PROBLEM DETAILS: Report each line of the entries below that has the word "roof" in it.

SOURCE DATA:
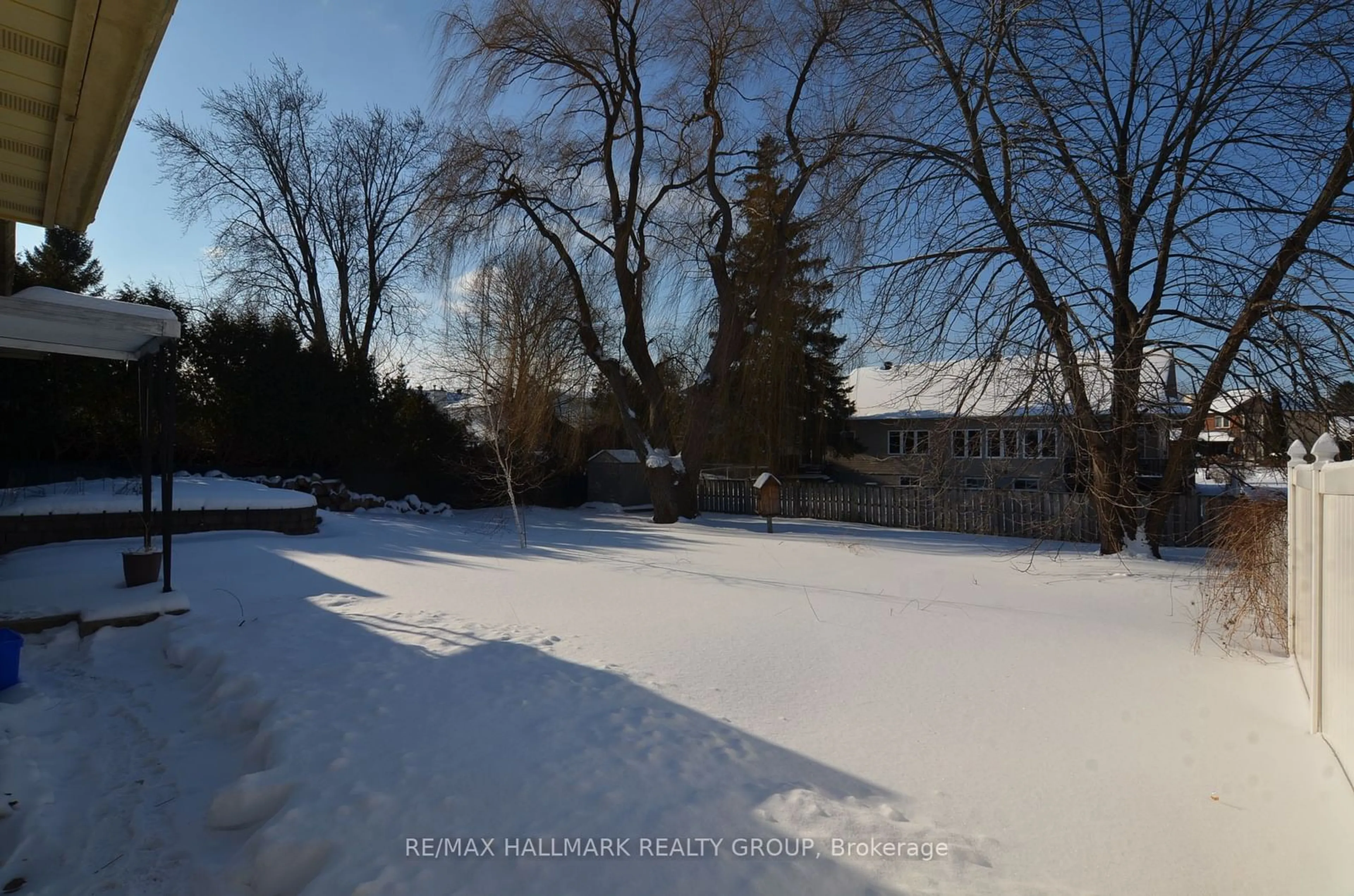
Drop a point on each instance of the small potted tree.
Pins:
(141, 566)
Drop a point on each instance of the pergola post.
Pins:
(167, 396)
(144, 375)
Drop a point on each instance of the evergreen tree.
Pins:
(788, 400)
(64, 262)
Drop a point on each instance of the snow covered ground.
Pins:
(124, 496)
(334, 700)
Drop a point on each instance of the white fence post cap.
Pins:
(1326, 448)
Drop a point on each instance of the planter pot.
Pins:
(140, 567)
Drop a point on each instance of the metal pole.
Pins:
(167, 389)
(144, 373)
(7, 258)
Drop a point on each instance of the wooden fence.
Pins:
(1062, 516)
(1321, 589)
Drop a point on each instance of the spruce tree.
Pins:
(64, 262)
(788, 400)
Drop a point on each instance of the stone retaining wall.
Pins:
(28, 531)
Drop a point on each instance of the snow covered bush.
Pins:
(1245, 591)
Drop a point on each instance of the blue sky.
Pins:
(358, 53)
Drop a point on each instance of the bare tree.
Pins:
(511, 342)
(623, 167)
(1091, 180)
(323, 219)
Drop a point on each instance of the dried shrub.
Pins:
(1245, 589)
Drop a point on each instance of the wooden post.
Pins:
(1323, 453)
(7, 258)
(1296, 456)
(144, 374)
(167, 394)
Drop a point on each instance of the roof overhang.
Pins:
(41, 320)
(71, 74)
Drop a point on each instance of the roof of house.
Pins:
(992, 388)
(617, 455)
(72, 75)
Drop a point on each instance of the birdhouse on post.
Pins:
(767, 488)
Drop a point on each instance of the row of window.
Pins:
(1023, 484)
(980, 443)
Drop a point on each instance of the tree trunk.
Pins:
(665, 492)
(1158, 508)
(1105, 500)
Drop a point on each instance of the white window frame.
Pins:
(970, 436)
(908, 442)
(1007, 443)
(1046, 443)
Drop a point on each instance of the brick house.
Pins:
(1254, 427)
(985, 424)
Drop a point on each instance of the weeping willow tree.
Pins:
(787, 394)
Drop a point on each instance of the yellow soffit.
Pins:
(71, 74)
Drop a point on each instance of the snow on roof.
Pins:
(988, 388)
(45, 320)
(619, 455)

TASK SOLUTION:
Drop a point on each instance of the roof overhang.
Drop a point on each instance of the roof of house.
Drop a point on each instance of the snow on roof.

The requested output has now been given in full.